TASK DETAILS: Repeat the records below in their entirety, exactly.

RECORDS FOR THIS TASK:
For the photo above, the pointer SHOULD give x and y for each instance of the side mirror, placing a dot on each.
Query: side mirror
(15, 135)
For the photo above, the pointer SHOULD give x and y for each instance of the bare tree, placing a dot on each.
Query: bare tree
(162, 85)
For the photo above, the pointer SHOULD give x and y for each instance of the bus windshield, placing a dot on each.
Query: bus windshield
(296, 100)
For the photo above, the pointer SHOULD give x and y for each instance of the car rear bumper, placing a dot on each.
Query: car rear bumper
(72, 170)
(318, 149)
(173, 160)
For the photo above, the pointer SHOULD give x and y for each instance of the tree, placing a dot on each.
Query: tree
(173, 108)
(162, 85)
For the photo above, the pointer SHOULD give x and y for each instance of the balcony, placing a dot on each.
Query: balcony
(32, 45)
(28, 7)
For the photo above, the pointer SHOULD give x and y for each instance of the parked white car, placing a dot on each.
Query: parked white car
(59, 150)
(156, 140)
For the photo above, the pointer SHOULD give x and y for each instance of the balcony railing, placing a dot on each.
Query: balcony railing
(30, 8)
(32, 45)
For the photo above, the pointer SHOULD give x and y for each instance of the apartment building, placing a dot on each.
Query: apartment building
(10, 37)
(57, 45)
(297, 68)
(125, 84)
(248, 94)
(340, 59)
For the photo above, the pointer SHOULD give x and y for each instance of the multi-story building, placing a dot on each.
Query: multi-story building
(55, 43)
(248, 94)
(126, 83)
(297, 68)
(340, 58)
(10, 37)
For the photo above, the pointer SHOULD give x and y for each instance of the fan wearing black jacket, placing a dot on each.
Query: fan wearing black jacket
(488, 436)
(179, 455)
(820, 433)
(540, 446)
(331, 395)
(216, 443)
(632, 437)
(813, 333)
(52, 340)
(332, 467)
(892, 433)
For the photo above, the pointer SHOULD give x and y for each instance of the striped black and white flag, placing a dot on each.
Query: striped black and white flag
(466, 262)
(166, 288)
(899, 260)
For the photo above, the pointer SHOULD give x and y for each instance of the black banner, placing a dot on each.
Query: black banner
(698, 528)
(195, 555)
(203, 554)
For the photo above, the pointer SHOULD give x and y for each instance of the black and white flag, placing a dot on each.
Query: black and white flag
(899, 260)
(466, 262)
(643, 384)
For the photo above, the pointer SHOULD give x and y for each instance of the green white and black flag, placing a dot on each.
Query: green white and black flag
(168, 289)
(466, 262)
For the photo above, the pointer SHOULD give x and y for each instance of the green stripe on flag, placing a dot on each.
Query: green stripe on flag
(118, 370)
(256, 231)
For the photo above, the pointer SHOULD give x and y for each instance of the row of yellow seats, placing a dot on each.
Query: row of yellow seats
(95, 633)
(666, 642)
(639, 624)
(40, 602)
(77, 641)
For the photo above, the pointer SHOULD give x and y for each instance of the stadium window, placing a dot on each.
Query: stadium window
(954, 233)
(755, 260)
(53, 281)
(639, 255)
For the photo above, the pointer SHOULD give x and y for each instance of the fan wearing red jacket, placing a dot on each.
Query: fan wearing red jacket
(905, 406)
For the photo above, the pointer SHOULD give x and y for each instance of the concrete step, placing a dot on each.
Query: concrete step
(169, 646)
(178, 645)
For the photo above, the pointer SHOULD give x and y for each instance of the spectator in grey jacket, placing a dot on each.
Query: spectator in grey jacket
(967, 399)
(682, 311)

EXERCISE OUTPUT:
For the photo above, the pointer SHOULD give x and y for each instance of the side mirror, placing a dot on each.
Query: side mirror
(15, 135)
For the photo above, the pointer SHOULD give x and y for each instance of the bare tree, placing a dot on each.
Query: bare tree
(162, 85)
For the photo above, the pointer SHOULD give x and y for each instance of the bus windshield, placing a dot on each.
Query: bus windshield
(296, 100)
For the photo above, the pointer SHOULD give x and y for each instance of the car rear bumper, placing a dot on each.
Query: car rear bumper
(72, 170)
(318, 149)
(173, 160)
For the photo above, the pointer SHOULD give x and y for each instance of the tree, placing a dot on each.
Query: tree
(173, 108)
(162, 85)
For the photo above, the pointer SHOULD give x and y for each instance of the balcony, placing a dot on each.
Query: balcony
(32, 45)
(28, 7)
For the photo above, the pointer SHOULD give x and y for each instance of the parked white car, placing a dot on each.
Query: parked white car
(59, 150)
(156, 140)
For the photo above, the pointer SHOULD give x and y for each instance of the balcony railing, placing a dot on each.
Query: balcony railing
(30, 8)
(32, 45)
For the photo above, the pointer SHOULD give x and y for each instance of the apartment building, placing a dot on each.
Query: apartment building
(10, 37)
(57, 45)
(297, 68)
(125, 84)
(248, 94)
(340, 59)
For the photo above, the pointer SHOULD give x and y for each instance of the multi-story building, placing a dot on each.
Query: multi-story building
(55, 43)
(248, 94)
(126, 83)
(297, 68)
(340, 58)
(10, 37)
For the photo above, the pointer SHOULD give x and y for each instance of the fan wearing black jacket, placing a dot on each.
Query: fan wearing black jacket
(488, 436)
(179, 455)
(820, 433)
(540, 446)
(331, 395)
(216, 443)
(632, 437)
(813, 333)
(52, 340)
(332, 467)
(892, 433)
For the photo above, the pointer SHOULD give x and y for each instance of the striped black and white flag, placing a dot on each.
Query: striped black and white flag
(466, 262)
(166, 288)
(899, 260)
For the photo above, the pointer SHOULD give x and y for each instance of the black banner, placing a dot on each.
Query: black banner
(698, 528)
(195, 555)
(203, 554)
For the photo above, the pointer SHOULD give x and y for each instance of the black and white flag, placing a dot on each.
Query: black and white flag
(899, 260)
(466, 262)
(643, 384)
For the photo above, the pointer SHOULD give x and y for each instance of the green white and black flag, placing a dot on each.
Query: green white and black flag
(168, 289)
(466, 262)
For the photo above, the pointer SHOULD give x and y for each instance of the green stripe on flag, placing a dot on each.
Query: green stripe on flag
(118, 370)
(256, 231)
For the photo above, the pointer SHOULD give x and y for each instance of the row of yellow seats, placing a dot on each.
Query: row of yellow seats
(95, 633)
(666, 642)
(639, 624)
(40, 602)
(77, 641)
For the photo above, the pointer SHOULD give x and y for each instance of the stadium window, placing a dot on each.
Query: stadium window
(954, 233)
(755, 260)
(53, 281)
(639, 255)
For the photo above, the pointer SHOULD give x and y for each instance of the fan wearing red jacket, placing a dot on each.
Query: fan wearing red jacket
(905, 406)
For the photo above, the pointer SHOULD give x and y for each instance of the concrete step, placing a dot on each.
Query: concrete step
(169, 646)
(178, 645)
For the photo above, the pointer SHOULD give x and y for each instance of the spectator in grey jacket, placing a dot on each.
Query: spectator in grey jacket
(967, 399)
(682, 311)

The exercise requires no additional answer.